[BEGIN MATERIAL SUPPLIED]

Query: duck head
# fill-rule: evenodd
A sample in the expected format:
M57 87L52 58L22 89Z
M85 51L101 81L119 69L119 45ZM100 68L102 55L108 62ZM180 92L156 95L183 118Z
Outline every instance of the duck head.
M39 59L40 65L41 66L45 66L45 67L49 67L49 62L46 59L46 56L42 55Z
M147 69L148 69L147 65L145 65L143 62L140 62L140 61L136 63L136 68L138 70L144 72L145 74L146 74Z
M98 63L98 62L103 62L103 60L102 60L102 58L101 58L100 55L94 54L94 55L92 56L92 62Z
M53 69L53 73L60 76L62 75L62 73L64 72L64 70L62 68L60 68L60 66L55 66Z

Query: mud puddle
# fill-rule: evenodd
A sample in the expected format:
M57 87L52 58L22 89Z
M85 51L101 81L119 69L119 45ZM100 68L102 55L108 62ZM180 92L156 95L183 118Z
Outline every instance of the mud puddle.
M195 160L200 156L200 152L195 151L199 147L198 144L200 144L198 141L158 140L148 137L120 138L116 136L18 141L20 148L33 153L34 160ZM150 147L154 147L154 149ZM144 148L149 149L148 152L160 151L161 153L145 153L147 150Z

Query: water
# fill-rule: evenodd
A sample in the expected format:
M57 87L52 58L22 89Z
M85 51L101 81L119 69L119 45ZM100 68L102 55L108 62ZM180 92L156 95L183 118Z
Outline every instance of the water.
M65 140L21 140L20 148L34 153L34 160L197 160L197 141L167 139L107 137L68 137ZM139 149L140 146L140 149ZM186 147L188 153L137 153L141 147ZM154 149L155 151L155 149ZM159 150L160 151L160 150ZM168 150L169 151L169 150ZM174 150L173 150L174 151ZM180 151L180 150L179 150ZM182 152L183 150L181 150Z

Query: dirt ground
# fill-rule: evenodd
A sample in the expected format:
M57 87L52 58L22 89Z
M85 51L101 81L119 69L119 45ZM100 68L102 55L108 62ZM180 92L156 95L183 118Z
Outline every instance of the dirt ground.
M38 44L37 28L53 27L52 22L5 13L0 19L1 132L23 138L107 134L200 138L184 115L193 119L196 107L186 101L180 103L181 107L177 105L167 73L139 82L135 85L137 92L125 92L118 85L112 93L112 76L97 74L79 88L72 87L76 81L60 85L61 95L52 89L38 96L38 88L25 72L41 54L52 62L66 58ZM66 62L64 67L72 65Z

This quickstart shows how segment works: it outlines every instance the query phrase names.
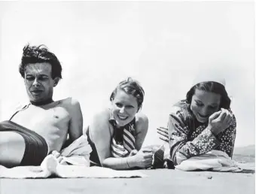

[END MATERIAL SUPPLIED]

EXERCISE OBJECTIVE -
Recast all of the data above as a Markdown table with two columns, Row and Line. Give each non-blank line its own numbered row, skip blank lines, and omit the pictures.

SOLUTION -
| Row | Line |
|---|---|
| 1 | Query: duck head |
| 2 | # fill-rule: evenodd |
| 3 | A sample in the expected format: |
| 4 | M57 87L52 58L22 89Z |
| 5 | M85 51L101 81L119 69L119 45ZM100 68L102 55L108 62ZM180 92L156 95L183 118Z |
| 6 | Outline every instance of the duck head. |
| 7 | M39 59L40 65L41 66L45 66L45 67L49 67L49 62L46 59L46 56L42 55Z |
| 8 | M147 69L148 69L147 65L145 65L143 62L140 62L140 61L136 63L136 68L138 70L144 72L145 74L146 74Z |
| 9 | M98 63L98 62L103 62L103 60L102 60L102 58L101 58L100 55L94 54L94 55L92 56L92 62Z |
| 10 | M53 69L53 73L60 76L62 75L62 73L64 72L64 70L62 68L60 68L60 66L55 66Z |
| 11 | Query: mud puddle |
| 12 | # fill-rule: evenodd |
| 13 | A sample in the expected format: |
| 14 | M57 87L52 58L22 89Z |
| 15 | M85 51L101 81L119 69L119 45ZM100 68L102 55L108 62ZM180 92L156 95L183 118Z |
| 16 | Outline every instance of the mud puddle. |
| 17 | M195 160L200 156L200 152L195 151L199 147L198 144L200 144L198 141L158 140L148 137L120 138L116 136L18 141L20 148L33 153L34 160ZM150 147L154 147L154 149ZM144 148L149 149L148 152L160 151L161 153L145 153L147 150Z |
| 18 | Query: water |
| 19 | # fill-rule: evenodd |
| 20 | A sample in the expected format: |
| 21 | M57 87L52 58L22 89Z |
| 22 | M85 51L101 81L119 69L119 45ZM100 68L102 55L108 62ZM180 92L156 95L183 118Z |
| 23 | Outline every instance of the water. |
| 24 | M65 140L21 140L20 148L34 153L34 160L197 160L197 141L167 139L107 137L68 137ZM139 149L140 146L140 149ZM186 147L188 153L137 153L141 147ZM154 149L155 151L155 149ZM159 150L160 151L160 150ZM168 150L169 151L169 150ZM174 150L173 150L174 151ZM180 151L180 150L179 150ZM182 152L183 150L181 150Z |
| 25 | Query: dirt ground |
| 26 | # fill-rule: evenodd |
| 27 | A sample in the expected format: |
| 28 | M57 87L52 58L22 89Z |
| 29 | M85 51L101 81L119 69L119 45ZM100 68L102 55L108 62ZM180 92L156 95L183 118Z |
| 30 | Outline every instance of the dirt ground. |
| 31 | M38 44L37 28L53 27L52 22L5 13L0 19L1 132L23 138L107 134L200 138L184 115L193 119L196 107L186 101L180 103L181 107L177 105L167 73L139 82L135 85L137 92L125 92L118 85L112 93L112 76L97 74L79 88L72 87L76 81L60 85L61 95L52 89L38 96L38 88L25 72L41 54L52 62L66 58ZM66 62L64 67L72 65Z |
| 32 | This quickstart shows how segment works: it outlines every instance the query phrase names. |